━━━ SOURCE DATA ━━━
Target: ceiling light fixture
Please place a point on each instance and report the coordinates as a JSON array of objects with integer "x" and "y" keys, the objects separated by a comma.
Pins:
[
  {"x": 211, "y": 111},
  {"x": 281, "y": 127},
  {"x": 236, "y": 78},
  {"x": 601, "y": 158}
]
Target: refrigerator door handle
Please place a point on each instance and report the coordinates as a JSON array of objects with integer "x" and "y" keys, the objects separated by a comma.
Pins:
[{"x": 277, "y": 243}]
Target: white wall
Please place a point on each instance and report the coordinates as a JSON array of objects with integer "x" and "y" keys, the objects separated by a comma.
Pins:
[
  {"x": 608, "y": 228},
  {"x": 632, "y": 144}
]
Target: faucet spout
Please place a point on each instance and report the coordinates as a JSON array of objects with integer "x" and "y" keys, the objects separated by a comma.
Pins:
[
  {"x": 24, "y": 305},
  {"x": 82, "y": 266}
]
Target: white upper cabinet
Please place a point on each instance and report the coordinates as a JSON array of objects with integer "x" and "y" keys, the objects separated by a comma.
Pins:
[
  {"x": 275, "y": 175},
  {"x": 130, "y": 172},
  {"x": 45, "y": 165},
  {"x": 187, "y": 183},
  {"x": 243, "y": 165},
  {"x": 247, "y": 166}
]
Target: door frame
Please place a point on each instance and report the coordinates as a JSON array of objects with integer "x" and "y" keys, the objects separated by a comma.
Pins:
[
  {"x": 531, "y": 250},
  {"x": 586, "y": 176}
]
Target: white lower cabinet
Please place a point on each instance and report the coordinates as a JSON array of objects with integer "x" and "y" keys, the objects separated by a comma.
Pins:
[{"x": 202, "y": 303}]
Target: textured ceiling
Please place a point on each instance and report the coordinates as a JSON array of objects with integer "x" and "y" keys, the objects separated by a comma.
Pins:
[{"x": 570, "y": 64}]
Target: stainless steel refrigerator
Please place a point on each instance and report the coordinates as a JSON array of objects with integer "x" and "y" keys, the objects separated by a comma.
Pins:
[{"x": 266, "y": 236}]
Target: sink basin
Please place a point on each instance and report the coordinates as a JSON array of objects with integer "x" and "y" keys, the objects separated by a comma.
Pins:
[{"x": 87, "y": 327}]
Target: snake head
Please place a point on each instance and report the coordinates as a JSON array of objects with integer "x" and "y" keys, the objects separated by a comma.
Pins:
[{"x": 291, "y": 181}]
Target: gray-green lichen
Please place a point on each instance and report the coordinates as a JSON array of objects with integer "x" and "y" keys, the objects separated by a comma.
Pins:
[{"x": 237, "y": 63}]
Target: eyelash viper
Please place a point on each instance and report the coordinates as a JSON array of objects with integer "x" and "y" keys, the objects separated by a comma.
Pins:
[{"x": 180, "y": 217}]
━━━
### TASK BRIEF
Copy every line of the records above word for word, keeping the same order and layout.

### SOLUTION TO THE EXERCISE
Target: ceiling light fixture
Please place a point on each instance and report the coordinates as a JSON array of objects with integer "x" and "y" keys, the objects separated by a comma.
Pins:
[
  {"x": 211, "y": 111},
  {"x": 281, "y": 127},
  {"x": 236, "y": 78},
  {"x": 601, "y": 158}
]
Target: refrigerator door handle
Please place a point on each instance and report the coordinates as a JSON array of objects with integer "x" and "y" keys, the objects separated by a comma.
Pins:
[{"x": 277, "y": 243}]
Target: white wall
Please place a point on each instance and report the coordinates as a JSON array of objects with integer "x" and "y" keys, the objects separated by a comma.
Pins:
[
  {"x": 608, "y": 228},
  {"x": 632, "y": 144}
]
Target: faucet spout
Please place a point on each instance and report the coordinates as a JSON array of objects with integer "x" and "y" keys, the objects separated by a comma.
Pins:
[
  {"x": 24, "y": 305},
  {"x": 82, "y": 266}
]
Target: white upper cabinet
Please place a point on each instance and report the coordinates as a JSON array of objects with integer "x" and "y" keys, the objects separated by a comma.
Pins:
[
  {"x": 275, "y": 175},
  {"x": 130, "y": 172},
  {"x": 45, "y": 165},
  {"x": 187, "y": 183},
  {"x": 243, "y": 165},
  {"x": 247, "y": 166}
]
Target: door frame
Please place a point on each instance and report the coordinates as a JSON array of objects with integer "x" and "y" keys, the objects separated by a comma.
Pins:
[
  {"x": 531, "y": 250},
  {"x": 586, "y": 176}
]
Target: white lower cabinet
Please place a point on each instance and report the coordinates as a JSON array of objects with integer "x" and "y" keys, the objects separated by a comma.
Pins:
[{"x": 202, "y": 303}]
Target: textured ceiling
Please place a point on each instance and report the coordinates as a JSON array of objects with integer "x" and "y" keys, the objects separated by a comma.
Pins:
[{"x": 570, "y": 64}]
Target: stainless steel refrigerator
Please place a point on each instance and report the coordinates as a JSON array of objects with integer "x" and "y" keys, the objects separated by a comma.
Pins:
[{"x": 266, "y": 236}]
Target: sink basin
Please place a point on each instance and report the coordinates as a JSON array of objects with integer "x" and "y" keys, the objects separated by a comma.
Pins:
[{"x": 87, "y": 327}]
Target: snake head
Please place a point on each instance and report the coordinates as a JSON array of objects with integer "x" and "y" keys, the objects separated by a comma.
Pins:
[{"x": 291, "y": 181}]
Target: gray-green lichen
Please place a point on each instance and report the coordinates as a JSON array of objects with integer "x" and "y" keys, the objects separated by a comma.
Pins:
[{"x": 237, "y": 63}]
Target: eyelash viper
Please place a point on each instance and report the coordinates as a JSON array of objects with integer "x" and "y" keys, the objects separated by a comma.
Pins:
[{"x": 180, "y": 217}]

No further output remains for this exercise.